-- Start Text section --

About me: Oh boy. The big thing here, my main focus, is that I am the adult child from an alcoholic home. My mother is a straight up, textbook, pain in the butt alcoholic. My dad drinks too much but probably wouldn’t be defined as an alcoholic. Enough about them. This is my about me. I love me. I learned to cope with my parent’s issues through my sense of humor. Sometimes I use it to distance myself, sometimes I use it because the situation really can be funny. I decided to start this blog because I can’t be the only person who appreciates humor in the darkest hours of our lives. And as a wise friend asked me today, why not invest in yourself? I hope you take something from these stories. It could be inspiration to address a family member’s problem, the strength to stand up for yourself, or even if it is just a laugh at my wonderfully awkward upbringing, I hope you get something out of this. My secret wish is that you find hope. Hope is hard to find and can be very dangerous when loving someone with addiction but, God, is it worse when you have none. Here’s hoping this helps someone.

2 thoughts on “Humor Me”

  1. Hey Grumpy. Do you think that if you and your sister were on the same page about your Mom’s drinking that it would be easier (for the lack of a better word) to deal with in terms of acceptance? It sounds like you and your sister are very close -but on opposite ends of the alcoholic pole. I am with you on your thoughts and reasoning. Your Mom is probably never going to recover and the chances of her getting illnesses directly related to alcoholism are very high, especially as she ages.

    Just rambling here but if you and your sister formed a relationship separate from your parents- where your parents are not part of the equation at all, you could enjoy all those things you mentioned that are usually reserved for grandparents.

    It pains me deeply to say that my daughter grew up without any grandparents. She was 7 when my Mom died. By then my Mom was angry and bitter and would rant about how life (my father) crapped on her parade. I said many time, but LOOK what you have now!! A beautiful granddaughter who adores you. Unfortunately, that wasn’t enough.

    I am not close to my siblings primarily due to the enormous dysfunction we grew up in. I would have loved nothing more for them to be a part of my daughter’s life (and mine) but it wasn’t meant to be. We are in our 50’s and 60’s now and there is still so much anger, resentment and blame. Some have chosen to move on and get healthy while others are focused on leading a miserably unhappy life.

    I am probably around the same age as your Mother and my unsolicited advice to you would be to grow and nurture your relationship with your sister. Maybe the both of you can get counselling, together? Focus on the beautiful future you can have with each other. It may take some work but it would be worth it.

    And now to humour you. A priest, a rabbi and a drunk walked into a bar…

    1. My sister and I do have a very close relationship outside of our parents. We usually only have “flare ups” when something has happened with my mom. For the most part, she does not discuss my mother with me.

      Unfortunately, it is hard to keep it separate when they are still such a huge factor in her life but we do try!

      Thank you for the good advice! and thank you as always for reading!

-- End Text section --

=== Exercise 1 ===
Write out the passage of the blog page starting with "1. My sister" and going on through "always for reading!".
=== Exercise 2 ===
Name everyone who walks into the bar in the joke on the blog page.

-- Start Supplied material --

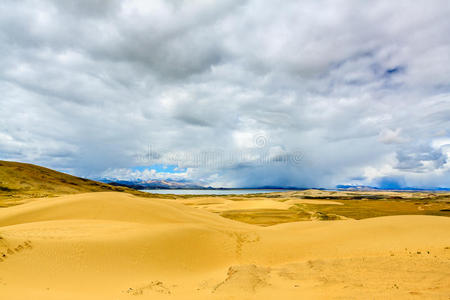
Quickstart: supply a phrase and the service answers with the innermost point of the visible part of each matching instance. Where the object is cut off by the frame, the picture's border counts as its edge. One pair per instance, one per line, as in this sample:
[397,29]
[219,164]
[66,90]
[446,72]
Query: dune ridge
[111,245]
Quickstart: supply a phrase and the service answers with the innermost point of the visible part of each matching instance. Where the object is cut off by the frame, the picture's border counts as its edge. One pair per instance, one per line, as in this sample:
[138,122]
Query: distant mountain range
[186,184]
[154,184]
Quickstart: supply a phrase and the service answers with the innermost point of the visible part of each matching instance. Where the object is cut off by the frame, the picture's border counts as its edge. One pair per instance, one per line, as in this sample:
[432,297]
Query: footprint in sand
[155,286]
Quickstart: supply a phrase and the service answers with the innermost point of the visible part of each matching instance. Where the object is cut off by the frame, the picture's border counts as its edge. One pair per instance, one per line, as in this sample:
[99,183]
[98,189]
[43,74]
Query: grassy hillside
[19,181]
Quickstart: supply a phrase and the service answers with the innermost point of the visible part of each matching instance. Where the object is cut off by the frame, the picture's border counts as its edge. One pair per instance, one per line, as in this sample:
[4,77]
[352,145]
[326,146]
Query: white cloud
[359,88]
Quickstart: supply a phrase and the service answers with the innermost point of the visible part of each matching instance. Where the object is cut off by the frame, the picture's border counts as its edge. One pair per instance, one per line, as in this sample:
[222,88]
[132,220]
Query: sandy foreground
[119,246]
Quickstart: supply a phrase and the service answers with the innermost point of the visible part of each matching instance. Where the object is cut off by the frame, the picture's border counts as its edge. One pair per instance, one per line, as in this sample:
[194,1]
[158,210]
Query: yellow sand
[119,246]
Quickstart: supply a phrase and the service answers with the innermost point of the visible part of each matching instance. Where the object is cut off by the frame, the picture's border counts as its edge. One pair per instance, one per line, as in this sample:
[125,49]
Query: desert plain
[310,244]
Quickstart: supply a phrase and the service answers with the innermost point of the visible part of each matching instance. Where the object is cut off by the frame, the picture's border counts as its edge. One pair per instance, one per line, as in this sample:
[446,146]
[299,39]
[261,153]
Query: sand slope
[119,246]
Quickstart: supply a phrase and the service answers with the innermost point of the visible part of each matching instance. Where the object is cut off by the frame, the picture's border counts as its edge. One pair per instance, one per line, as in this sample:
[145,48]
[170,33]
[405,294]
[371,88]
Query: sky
[311,93]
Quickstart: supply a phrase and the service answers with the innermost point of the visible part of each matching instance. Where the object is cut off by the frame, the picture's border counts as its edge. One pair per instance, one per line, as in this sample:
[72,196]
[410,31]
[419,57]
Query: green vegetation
[19,181]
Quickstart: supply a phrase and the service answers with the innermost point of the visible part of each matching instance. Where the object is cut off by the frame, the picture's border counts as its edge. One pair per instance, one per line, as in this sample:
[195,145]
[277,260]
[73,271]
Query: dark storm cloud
[360,89]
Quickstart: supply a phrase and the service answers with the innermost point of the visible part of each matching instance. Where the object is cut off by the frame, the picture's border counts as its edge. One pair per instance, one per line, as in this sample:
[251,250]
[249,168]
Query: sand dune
[119,246]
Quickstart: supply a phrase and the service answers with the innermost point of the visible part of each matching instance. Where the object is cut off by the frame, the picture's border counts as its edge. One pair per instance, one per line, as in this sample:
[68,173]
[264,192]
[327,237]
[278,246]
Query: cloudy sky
[229,93]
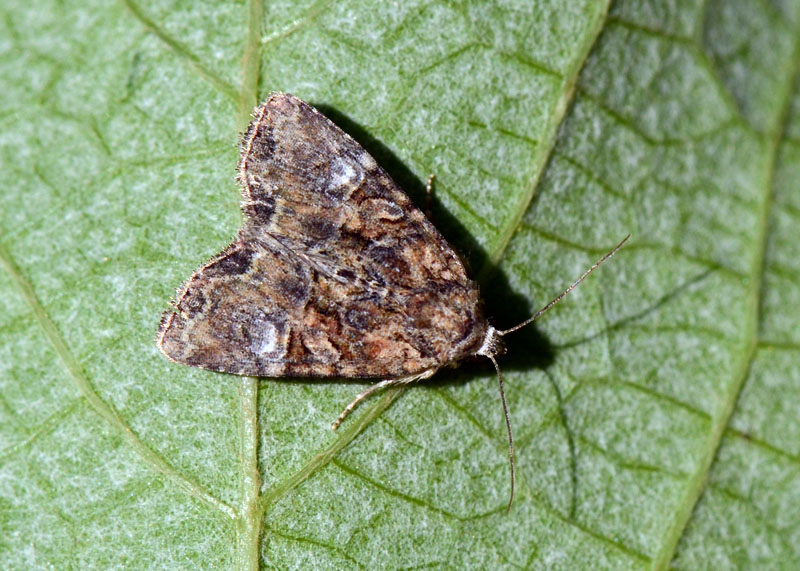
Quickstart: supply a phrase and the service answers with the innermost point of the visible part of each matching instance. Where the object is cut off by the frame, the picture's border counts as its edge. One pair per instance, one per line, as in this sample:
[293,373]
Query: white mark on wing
[267,339]
[343,173]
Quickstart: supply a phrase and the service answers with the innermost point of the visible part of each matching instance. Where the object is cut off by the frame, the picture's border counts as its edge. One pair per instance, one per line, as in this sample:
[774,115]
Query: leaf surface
[655,410]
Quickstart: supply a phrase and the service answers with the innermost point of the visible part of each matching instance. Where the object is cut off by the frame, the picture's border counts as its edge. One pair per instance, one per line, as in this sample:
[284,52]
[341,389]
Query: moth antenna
[508,426]
[564,293]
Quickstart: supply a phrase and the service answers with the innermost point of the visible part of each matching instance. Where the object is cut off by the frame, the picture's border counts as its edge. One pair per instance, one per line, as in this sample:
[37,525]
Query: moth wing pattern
[335,272]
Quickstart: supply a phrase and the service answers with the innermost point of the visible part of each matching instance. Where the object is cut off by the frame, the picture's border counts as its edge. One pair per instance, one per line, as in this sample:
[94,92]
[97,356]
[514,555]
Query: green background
[656,409]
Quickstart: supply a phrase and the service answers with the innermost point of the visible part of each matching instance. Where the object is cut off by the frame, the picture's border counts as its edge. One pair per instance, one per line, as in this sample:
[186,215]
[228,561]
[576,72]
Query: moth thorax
[492,344]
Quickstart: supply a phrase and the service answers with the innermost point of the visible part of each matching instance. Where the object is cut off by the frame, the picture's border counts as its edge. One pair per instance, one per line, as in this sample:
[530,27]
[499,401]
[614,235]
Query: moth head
[493,345]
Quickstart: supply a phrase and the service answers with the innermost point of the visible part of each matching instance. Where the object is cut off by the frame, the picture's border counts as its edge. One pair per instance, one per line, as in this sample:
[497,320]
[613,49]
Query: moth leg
[364,394]
[429,197]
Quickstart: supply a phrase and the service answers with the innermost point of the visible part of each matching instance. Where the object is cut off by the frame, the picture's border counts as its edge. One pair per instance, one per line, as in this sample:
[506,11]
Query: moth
[334,273]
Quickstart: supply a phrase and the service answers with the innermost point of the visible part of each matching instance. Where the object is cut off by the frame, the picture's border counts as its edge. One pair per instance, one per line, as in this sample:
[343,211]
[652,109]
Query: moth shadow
[526,348]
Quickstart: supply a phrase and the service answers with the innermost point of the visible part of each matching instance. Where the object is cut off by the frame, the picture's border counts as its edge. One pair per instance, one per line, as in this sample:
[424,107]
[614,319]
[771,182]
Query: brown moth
[335,273]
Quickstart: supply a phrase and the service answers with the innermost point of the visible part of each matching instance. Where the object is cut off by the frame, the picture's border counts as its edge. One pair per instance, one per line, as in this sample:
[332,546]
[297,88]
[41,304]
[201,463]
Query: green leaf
[655,409]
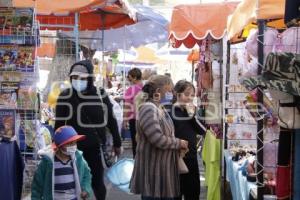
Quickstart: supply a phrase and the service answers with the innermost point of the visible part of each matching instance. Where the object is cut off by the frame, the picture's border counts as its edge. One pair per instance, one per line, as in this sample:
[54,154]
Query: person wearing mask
[135,79]
[89,110]
[187,128]
[62,173]
[156,174]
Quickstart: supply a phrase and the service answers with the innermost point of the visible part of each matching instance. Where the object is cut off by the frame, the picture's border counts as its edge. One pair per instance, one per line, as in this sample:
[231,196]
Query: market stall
[205,25]
[262,65]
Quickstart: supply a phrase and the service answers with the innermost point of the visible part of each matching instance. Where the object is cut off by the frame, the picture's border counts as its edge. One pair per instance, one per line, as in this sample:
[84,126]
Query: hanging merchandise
[287,41]
[18,97]
[292,12]
[11,170]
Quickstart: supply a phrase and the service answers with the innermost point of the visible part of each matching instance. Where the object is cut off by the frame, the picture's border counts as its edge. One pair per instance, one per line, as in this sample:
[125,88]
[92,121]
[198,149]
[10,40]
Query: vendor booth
[205,25]
[261,110]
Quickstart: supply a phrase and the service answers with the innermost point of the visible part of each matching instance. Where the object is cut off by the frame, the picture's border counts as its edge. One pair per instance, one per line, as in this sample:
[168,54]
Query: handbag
[182,168]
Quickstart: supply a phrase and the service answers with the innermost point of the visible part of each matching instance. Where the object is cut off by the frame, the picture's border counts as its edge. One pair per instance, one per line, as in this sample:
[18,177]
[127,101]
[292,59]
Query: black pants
[133,134]
[92,156]
[190,182]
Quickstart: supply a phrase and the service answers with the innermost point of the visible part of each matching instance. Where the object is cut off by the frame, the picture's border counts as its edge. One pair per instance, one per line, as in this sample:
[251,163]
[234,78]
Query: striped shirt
[64,180]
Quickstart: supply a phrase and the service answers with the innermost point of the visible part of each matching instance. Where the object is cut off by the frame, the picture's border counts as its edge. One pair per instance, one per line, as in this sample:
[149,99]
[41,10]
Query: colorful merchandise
[7,123]
[17,58]
[211,157]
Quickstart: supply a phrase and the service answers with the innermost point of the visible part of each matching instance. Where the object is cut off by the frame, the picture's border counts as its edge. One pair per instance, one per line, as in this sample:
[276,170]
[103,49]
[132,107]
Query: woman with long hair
[155,174]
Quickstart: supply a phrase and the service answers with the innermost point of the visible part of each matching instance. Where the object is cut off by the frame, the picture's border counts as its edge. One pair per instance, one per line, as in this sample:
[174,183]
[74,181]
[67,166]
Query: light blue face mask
[79,85]
[168,98]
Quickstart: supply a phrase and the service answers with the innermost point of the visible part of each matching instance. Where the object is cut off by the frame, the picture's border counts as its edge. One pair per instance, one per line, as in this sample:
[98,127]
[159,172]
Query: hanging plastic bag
[120,174]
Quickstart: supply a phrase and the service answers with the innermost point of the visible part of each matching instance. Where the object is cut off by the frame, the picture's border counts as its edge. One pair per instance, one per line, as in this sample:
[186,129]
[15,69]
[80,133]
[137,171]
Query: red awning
[192,23]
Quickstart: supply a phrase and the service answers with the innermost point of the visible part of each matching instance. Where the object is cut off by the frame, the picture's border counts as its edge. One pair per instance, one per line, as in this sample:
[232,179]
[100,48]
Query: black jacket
[73,108]
[186,128]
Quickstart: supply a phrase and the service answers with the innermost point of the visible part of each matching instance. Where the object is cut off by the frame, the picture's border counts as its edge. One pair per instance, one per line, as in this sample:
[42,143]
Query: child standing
[62,174]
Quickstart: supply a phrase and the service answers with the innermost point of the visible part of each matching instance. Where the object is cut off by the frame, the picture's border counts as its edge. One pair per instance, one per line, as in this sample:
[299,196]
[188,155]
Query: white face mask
[70,150]
[79,85]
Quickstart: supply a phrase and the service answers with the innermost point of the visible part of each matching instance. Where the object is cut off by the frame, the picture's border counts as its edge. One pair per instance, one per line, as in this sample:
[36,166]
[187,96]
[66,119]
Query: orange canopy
[192,23]
[47,7]
[193,55]
[93,14]
[249,11]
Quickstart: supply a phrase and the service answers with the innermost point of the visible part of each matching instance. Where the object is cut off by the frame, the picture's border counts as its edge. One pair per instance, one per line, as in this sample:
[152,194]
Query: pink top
[129,96]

-- End Supplied material --

=== Written solution 1 ===
1. My sister and I do have a very close relationship outside of our parents. We usually only have “flare ups” when something has happened with my mom. For the most part, she does not discuss my mother with me.

      Unfortunately, it is hard to keep it separate when they are still such a huge factor in her life but we do try!

      Thank you for the good advice! and thank you as always for reading!

=== Written solution 2 ===
A priest, a rabbi, and a drunk